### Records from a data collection
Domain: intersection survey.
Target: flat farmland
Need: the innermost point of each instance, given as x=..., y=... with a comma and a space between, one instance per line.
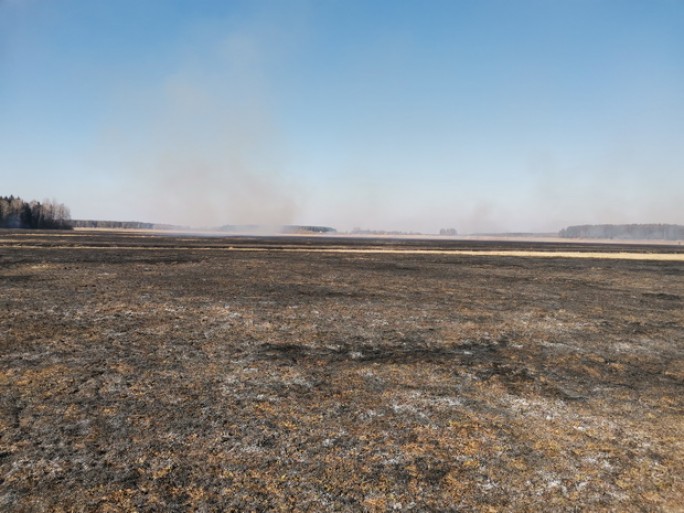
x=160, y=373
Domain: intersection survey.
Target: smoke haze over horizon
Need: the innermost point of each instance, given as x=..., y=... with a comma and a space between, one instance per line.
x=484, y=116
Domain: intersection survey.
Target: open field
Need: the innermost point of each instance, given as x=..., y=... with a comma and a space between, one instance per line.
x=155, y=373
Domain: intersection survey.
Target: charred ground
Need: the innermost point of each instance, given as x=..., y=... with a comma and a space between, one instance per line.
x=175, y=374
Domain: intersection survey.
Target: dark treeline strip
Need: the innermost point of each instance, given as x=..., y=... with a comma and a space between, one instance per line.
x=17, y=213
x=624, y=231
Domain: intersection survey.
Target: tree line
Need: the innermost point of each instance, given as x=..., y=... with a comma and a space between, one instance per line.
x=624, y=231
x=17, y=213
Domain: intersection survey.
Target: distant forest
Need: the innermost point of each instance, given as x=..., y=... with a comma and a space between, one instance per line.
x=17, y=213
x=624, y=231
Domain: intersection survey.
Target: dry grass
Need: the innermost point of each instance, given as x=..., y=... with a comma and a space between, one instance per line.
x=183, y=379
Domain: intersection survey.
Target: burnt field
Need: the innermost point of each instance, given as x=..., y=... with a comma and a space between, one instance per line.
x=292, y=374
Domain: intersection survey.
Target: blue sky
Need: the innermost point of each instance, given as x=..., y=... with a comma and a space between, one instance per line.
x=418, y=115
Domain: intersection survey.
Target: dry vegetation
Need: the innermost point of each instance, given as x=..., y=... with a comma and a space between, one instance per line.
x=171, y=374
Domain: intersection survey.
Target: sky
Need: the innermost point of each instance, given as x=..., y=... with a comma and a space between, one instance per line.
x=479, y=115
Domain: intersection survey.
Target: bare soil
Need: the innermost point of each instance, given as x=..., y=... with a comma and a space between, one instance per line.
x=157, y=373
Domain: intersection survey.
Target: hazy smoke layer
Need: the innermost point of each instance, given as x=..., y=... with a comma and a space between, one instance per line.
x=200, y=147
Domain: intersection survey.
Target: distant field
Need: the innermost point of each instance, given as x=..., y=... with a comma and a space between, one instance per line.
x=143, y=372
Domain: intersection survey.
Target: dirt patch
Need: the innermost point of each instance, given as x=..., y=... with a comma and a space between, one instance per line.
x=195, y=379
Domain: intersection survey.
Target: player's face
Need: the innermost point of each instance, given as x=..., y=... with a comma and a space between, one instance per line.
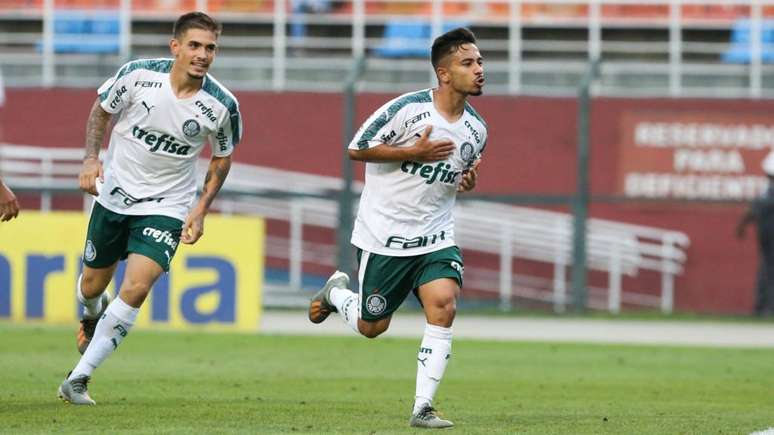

### WHAT TO DO
On how many lines above does the word "field" appear? Only the number should be given.

### OUTPUT FOR THIS TASK
3